ACTIVITY:
Below are the records; give the number of their lines that contain the word "welcome" and nothing more.

•••

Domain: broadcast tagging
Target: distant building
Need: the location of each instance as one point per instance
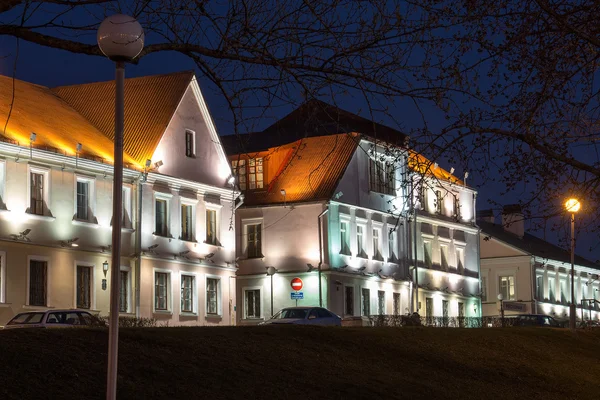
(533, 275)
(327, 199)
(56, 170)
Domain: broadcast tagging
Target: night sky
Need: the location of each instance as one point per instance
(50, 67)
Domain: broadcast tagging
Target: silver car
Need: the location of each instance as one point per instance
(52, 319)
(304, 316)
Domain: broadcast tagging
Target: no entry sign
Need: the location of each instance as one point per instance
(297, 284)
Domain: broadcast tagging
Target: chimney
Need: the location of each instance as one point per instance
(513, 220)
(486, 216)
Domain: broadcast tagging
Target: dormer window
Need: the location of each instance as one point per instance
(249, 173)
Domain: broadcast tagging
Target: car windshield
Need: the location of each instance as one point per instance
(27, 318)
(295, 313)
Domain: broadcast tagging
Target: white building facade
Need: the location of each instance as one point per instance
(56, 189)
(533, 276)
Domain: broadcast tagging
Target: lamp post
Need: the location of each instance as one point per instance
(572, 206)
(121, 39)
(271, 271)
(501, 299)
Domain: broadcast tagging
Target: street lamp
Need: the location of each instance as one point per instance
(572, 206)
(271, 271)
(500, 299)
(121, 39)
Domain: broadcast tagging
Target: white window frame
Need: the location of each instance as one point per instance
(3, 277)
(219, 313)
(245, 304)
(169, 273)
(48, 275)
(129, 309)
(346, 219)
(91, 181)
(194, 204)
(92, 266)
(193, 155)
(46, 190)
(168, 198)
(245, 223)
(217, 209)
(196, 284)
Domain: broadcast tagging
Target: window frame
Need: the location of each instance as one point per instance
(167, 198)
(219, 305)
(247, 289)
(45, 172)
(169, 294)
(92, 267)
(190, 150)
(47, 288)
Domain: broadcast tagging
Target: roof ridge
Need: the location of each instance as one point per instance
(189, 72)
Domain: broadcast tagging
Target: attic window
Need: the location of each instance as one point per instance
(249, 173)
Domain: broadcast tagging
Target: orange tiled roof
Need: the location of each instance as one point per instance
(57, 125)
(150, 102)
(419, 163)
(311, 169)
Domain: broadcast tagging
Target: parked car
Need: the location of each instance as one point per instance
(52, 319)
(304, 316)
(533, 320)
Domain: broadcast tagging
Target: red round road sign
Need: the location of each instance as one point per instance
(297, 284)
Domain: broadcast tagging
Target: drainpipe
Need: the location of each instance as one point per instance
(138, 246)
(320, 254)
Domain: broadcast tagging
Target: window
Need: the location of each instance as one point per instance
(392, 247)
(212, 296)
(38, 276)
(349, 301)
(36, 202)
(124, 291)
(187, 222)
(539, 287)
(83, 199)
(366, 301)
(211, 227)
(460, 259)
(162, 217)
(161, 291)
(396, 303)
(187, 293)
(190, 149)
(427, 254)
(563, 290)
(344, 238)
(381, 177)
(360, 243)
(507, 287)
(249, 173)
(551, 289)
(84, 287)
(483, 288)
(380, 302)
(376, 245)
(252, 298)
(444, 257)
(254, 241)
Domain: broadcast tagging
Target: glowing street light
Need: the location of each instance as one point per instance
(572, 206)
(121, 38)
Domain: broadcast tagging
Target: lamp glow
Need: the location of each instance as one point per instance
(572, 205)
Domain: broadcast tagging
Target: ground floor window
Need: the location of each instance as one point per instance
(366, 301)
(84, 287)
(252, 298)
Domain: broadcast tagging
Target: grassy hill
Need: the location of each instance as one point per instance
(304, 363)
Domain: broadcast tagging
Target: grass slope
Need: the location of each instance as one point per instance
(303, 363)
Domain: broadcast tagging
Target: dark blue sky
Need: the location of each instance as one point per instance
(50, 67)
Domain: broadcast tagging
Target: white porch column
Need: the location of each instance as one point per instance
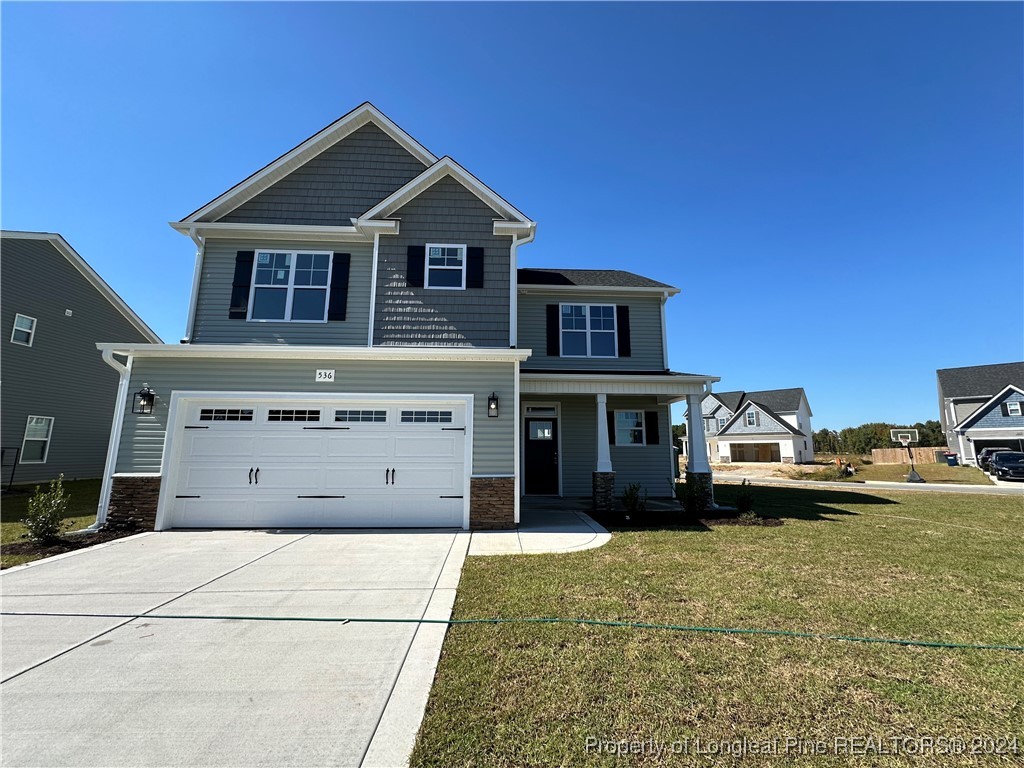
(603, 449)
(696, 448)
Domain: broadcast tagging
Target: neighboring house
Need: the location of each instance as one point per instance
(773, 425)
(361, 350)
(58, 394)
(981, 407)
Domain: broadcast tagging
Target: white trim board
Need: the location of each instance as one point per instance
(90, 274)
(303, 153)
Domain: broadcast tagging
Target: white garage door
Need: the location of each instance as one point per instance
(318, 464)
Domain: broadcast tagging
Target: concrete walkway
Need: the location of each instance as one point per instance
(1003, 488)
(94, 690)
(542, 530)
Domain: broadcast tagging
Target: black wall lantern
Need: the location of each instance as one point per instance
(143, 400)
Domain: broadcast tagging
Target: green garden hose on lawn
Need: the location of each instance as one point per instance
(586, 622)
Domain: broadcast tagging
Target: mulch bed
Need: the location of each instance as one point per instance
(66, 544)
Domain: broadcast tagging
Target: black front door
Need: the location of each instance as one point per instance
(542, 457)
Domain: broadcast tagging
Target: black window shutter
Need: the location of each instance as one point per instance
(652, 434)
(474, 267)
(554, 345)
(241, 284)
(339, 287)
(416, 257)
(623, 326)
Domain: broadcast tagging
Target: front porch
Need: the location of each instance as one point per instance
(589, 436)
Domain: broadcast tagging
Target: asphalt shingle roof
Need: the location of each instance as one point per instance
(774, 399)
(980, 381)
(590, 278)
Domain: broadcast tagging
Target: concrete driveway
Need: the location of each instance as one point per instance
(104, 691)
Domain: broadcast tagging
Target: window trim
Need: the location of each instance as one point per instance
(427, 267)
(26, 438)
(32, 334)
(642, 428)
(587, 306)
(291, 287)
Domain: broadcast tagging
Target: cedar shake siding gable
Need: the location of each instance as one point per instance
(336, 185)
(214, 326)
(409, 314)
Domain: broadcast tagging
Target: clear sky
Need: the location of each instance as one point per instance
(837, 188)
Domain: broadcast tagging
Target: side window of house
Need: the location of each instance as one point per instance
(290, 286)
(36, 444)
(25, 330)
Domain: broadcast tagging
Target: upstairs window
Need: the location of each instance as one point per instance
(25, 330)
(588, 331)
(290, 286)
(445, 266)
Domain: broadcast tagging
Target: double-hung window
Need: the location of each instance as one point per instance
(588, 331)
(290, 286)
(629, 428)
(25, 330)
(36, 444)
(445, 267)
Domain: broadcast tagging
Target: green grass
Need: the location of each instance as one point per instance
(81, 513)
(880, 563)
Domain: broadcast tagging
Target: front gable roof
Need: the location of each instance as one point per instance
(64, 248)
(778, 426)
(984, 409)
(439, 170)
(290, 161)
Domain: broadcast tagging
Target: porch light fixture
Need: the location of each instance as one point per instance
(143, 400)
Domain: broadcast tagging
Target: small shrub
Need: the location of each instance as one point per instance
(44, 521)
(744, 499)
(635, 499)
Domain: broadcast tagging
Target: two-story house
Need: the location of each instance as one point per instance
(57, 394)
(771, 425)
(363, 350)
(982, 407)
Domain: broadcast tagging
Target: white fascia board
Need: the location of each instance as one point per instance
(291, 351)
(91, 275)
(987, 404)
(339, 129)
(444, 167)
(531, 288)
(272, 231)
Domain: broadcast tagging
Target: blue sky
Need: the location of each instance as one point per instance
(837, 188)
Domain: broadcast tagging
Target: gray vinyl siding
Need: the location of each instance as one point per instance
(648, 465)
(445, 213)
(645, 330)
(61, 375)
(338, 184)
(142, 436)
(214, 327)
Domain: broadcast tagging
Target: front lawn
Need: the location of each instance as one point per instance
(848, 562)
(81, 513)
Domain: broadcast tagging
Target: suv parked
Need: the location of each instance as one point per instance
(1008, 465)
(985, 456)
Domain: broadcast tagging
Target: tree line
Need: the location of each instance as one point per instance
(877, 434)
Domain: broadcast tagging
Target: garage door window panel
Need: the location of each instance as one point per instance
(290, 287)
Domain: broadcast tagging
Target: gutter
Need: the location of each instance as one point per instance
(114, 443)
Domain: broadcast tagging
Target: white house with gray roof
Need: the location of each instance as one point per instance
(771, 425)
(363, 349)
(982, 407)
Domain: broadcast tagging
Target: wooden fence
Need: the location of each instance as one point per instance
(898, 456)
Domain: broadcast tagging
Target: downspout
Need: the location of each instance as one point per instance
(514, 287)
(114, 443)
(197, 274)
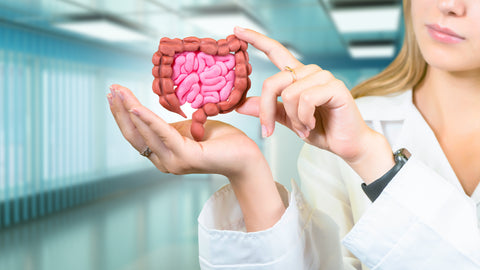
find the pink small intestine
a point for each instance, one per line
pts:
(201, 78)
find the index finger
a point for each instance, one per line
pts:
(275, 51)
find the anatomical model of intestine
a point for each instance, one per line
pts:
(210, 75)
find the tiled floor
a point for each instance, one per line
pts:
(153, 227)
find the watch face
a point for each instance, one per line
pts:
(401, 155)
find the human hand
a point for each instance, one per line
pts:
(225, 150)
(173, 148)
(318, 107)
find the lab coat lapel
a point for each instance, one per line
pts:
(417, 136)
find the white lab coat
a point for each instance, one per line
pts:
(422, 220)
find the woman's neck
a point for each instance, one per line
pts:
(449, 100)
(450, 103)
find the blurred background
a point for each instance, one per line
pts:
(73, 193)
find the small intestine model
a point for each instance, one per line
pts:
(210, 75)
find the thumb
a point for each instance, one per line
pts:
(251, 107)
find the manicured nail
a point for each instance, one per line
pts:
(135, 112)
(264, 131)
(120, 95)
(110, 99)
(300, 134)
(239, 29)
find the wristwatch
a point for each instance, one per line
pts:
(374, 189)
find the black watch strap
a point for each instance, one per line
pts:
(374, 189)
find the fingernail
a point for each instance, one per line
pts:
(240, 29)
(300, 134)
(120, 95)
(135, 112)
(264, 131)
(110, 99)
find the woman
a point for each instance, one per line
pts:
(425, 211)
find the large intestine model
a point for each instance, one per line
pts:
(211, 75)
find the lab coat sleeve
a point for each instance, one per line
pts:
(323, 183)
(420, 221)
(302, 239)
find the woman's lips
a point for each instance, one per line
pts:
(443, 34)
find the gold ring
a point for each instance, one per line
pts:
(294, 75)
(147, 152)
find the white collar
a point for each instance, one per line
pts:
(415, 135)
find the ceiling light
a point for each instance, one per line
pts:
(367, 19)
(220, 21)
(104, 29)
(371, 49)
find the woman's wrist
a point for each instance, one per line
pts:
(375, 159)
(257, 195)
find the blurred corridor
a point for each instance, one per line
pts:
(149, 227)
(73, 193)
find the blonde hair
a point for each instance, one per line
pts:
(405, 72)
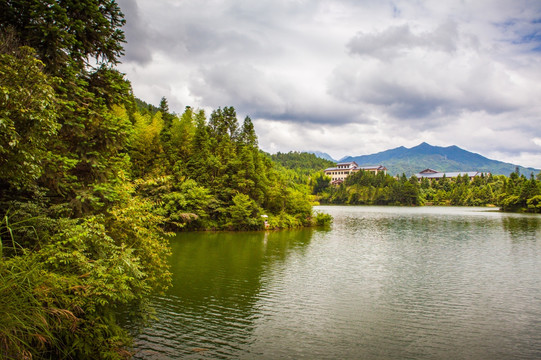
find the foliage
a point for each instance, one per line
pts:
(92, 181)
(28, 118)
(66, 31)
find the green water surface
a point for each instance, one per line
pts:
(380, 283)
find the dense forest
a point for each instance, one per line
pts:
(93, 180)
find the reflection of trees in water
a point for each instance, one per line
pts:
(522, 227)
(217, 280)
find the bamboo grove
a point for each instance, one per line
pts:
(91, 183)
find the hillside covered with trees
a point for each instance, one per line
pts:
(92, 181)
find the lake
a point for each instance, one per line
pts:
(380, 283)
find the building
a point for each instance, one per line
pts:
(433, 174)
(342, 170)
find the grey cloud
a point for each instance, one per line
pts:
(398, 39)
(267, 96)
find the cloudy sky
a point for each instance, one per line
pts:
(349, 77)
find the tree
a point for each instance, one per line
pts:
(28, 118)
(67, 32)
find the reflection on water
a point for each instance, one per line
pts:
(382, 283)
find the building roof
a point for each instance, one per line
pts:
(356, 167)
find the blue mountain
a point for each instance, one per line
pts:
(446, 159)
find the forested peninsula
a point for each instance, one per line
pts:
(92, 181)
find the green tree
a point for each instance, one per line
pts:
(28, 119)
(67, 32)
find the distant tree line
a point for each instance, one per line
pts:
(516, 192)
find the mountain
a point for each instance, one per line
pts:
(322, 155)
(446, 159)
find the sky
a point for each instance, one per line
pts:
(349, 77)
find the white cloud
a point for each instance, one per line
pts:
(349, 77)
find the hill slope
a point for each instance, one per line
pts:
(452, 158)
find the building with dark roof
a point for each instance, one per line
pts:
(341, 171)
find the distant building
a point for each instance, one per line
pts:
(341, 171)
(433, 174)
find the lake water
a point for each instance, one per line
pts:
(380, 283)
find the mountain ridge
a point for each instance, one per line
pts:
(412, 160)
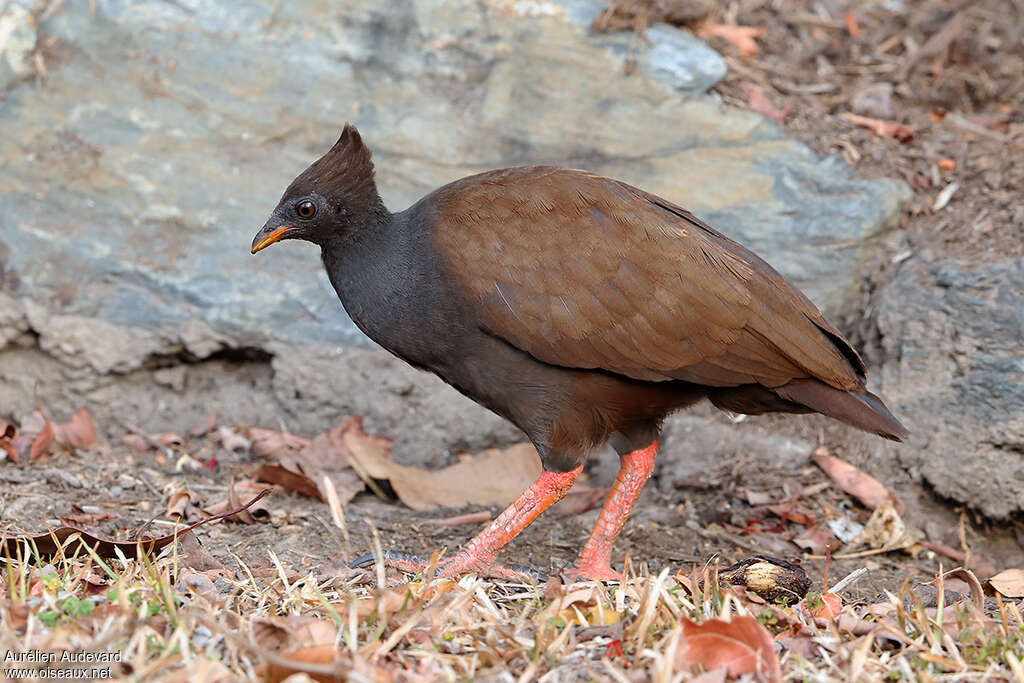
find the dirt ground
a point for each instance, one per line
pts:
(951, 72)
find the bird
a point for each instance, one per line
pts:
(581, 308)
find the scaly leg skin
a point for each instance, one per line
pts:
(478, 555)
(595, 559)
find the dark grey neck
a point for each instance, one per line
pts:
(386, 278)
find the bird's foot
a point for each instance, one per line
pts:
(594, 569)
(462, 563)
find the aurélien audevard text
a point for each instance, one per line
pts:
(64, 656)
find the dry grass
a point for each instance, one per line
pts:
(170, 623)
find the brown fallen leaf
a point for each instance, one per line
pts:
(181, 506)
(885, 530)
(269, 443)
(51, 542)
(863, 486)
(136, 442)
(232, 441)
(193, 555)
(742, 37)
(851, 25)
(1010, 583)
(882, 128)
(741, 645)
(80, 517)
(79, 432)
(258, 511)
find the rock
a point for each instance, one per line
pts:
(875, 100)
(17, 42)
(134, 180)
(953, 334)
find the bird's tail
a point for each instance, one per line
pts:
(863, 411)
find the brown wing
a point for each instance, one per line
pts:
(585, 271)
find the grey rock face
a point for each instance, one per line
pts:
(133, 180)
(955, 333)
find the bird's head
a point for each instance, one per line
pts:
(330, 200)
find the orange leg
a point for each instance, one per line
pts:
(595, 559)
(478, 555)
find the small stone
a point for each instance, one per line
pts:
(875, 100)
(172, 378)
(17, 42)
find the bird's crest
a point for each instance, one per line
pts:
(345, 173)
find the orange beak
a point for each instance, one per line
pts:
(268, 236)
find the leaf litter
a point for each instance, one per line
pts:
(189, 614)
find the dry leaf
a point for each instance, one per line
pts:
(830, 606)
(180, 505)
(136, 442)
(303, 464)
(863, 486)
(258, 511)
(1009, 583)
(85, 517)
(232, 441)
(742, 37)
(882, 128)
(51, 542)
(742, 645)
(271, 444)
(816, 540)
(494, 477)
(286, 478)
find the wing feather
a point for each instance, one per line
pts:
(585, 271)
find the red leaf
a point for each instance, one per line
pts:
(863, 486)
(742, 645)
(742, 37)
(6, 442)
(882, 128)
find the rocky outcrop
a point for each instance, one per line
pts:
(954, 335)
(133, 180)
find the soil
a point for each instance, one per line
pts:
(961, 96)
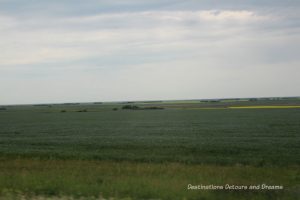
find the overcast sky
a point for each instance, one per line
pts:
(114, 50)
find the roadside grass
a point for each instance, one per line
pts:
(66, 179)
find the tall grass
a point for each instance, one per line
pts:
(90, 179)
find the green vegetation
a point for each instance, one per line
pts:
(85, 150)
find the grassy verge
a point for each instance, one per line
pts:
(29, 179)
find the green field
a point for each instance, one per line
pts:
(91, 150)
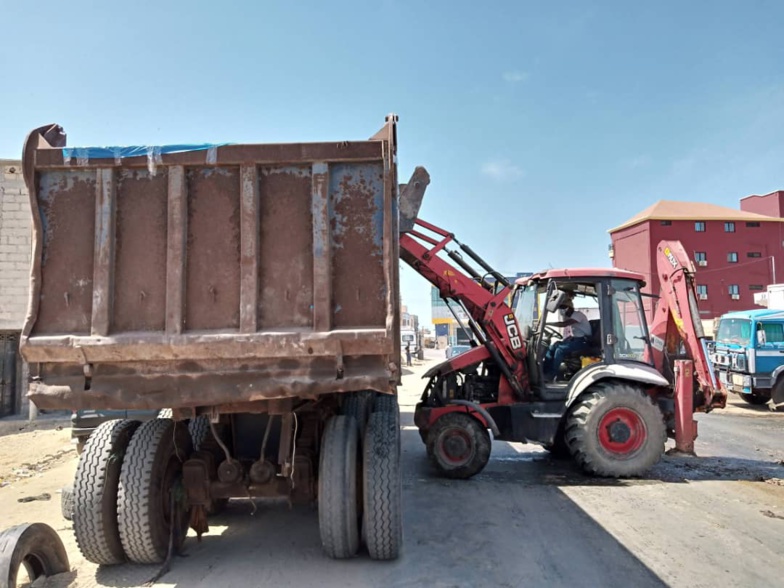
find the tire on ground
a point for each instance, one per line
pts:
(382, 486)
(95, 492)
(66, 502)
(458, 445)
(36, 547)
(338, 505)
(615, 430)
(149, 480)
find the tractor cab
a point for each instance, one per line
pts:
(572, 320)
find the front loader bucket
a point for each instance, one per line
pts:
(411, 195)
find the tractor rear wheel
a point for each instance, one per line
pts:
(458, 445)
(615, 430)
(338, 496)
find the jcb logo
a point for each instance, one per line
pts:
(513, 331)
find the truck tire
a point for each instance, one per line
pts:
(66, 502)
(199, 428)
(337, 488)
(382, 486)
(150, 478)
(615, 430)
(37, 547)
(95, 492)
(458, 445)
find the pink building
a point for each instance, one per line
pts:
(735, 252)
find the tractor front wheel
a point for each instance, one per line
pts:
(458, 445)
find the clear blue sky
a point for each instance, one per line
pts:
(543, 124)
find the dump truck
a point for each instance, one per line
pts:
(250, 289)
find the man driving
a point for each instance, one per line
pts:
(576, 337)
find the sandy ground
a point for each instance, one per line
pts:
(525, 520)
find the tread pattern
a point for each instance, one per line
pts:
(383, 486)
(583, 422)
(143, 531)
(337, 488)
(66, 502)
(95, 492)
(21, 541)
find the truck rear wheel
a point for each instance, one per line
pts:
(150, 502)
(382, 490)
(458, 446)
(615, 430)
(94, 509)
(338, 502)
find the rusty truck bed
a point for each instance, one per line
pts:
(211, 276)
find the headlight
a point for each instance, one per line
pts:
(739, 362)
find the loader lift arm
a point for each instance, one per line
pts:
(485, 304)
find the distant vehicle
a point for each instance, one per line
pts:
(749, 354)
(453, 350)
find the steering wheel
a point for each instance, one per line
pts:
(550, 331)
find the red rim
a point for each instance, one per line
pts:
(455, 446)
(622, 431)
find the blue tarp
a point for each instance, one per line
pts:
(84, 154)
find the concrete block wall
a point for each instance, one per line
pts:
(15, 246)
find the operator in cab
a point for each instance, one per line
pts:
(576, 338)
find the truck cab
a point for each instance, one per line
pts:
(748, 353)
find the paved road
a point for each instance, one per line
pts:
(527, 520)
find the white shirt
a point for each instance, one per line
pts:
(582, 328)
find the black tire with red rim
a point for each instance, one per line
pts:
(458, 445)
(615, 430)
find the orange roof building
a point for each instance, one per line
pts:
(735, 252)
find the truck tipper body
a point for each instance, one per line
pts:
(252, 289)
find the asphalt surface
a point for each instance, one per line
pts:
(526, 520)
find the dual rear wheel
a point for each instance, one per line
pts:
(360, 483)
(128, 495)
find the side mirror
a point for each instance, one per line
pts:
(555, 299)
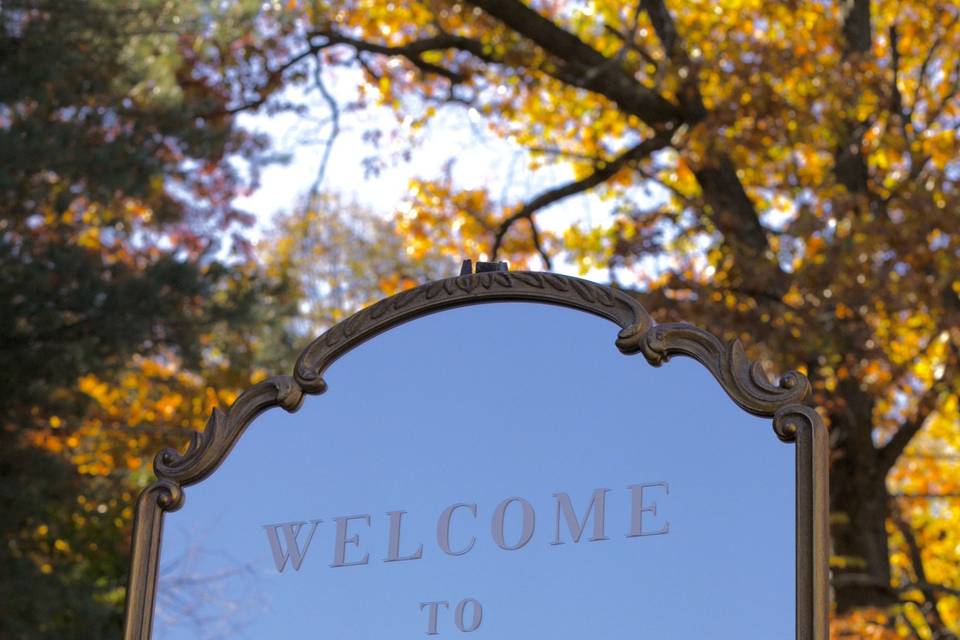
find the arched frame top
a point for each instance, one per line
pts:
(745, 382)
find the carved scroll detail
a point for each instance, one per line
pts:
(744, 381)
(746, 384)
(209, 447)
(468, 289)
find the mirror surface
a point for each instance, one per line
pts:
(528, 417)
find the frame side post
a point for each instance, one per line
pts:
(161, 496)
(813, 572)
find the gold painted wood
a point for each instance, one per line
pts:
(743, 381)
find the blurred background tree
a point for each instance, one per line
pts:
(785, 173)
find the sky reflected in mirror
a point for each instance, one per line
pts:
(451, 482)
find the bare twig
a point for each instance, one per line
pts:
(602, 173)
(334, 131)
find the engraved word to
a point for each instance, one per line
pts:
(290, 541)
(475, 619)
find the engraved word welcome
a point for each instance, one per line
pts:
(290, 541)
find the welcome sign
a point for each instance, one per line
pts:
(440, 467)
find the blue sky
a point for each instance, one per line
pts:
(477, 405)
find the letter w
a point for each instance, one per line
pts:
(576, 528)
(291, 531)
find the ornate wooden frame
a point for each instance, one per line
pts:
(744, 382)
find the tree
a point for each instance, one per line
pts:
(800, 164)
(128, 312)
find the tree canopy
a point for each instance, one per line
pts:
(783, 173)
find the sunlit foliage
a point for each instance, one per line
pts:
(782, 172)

•••

REPLY:
2